## Treść zadania
Wypisz bez zmian wiersze danych podanych poniżej, od pierwszego wiersza danych do wiersza zawierającego „[[230, 161, 255, 215]]”, łącznie z oboma skrajnymi wierszami.

^^^^^^^^

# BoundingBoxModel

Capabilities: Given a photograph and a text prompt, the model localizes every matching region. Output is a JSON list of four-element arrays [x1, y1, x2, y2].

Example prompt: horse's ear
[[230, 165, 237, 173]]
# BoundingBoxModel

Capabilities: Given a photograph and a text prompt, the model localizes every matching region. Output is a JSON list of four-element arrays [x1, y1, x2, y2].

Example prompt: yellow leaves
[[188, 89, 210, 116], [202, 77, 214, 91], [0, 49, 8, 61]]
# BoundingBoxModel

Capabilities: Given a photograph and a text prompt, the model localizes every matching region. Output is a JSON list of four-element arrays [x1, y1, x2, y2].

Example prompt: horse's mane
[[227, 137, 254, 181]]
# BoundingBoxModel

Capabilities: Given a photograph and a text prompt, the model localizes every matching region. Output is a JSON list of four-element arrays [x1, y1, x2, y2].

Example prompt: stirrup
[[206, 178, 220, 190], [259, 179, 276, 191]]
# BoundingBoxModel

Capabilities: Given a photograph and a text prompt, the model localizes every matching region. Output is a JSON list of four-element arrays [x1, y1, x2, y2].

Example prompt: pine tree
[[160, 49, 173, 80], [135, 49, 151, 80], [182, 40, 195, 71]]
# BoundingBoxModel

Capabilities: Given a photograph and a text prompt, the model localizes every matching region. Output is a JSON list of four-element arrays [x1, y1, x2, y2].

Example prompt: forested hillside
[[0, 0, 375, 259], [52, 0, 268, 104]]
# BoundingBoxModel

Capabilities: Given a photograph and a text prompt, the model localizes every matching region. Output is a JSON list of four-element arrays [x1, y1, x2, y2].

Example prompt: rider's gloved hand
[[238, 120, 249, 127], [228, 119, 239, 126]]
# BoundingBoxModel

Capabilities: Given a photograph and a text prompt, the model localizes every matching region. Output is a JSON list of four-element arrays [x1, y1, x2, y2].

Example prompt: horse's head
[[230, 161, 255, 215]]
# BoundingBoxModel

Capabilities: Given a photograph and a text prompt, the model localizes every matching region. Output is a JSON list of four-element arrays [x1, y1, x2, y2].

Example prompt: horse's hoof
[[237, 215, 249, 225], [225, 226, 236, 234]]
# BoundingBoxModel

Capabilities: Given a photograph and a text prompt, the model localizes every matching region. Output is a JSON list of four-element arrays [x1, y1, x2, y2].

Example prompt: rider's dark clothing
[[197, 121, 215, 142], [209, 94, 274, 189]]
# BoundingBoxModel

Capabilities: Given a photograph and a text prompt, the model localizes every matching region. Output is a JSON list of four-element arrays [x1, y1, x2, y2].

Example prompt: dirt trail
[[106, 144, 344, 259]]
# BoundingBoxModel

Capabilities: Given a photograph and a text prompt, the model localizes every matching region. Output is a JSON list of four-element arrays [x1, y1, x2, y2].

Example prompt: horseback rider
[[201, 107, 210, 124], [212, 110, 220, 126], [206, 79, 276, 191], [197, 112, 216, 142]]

^^^^^^^^

## Rozwiązanie zadania
# BoundingBoxModel

Capabilities: Given a photograph and a text prompt, the model localizes every matching region. Output is a JSON list of four-element arrays [x1, y1, x2, y2].

Example prompt: horse's ear
[[230, 165, 237, 173]]
# BoundingBoxModel

Capabilities: Given a photograph and a text prompt, the model localizes every matching region. Output is a JSON list of four-element arrays [x1, y1, x2, y2].

Example prompt: yellow leaves
[[188, 89, 210, 116], [202, 77, 214, 91], [0, 49, 8, 61]]
# BoundingBoxModel

Capabilities: Given a photograph and a text prompt, the model localizes every matching region. Output is a JSON list of four-element arrays [x1, y1, x2, y2].

Example prompt: horse's mane
[[227, 137, 254, 181]]
# BoundingBoxModel

Capabilities: Given a photograph and a text prompt, the model localizes every matching region. Output is a JSON list of four-element arrays [x1, y1, x2, y2].

Example prompt: stirrup
[[206, 178, 220, 190], [259, 179, 276, 191]]
# BoundingBoxModel

Capabilities: Given a photograph and a text prompt, the model localizes every matching region. Output is a JSON list of four-element arrays [x1, y1, x2, y2].

Example prompt: pine tree
[[160, 49, 173, 80], [135, 49, 151, 80], [182, 40, 195, 71]]
# BoundingBoxModel

Capabilities: Given a photograph and a text prompt, the model localizes every matching region. Output is a JSON list of four-element arrays [x1, y1, x2, y2].

Example prompt: forested hillside
[[0, 0, 375, 259], [52, 0, 268, 104]]
# BoundingBoxModel

Capabilities: Given a photograph and a text prompt, the model localizes every matching region. Output is a JSON list of four-element arrays [x1, y1, x2, y2].

Example prompt: rider's gloved hand
[[238, 120, 249, 127], [228, 119, 239, 126]]
# BoundingBoxModel

Capabilities: Given a photograph and a text prompt, the model localizes every matching region. Output is a JSON list of four-element arrays [x1, y1, x2, y2].

Example prompt: horse's head
[[230, 161, 255, 215]]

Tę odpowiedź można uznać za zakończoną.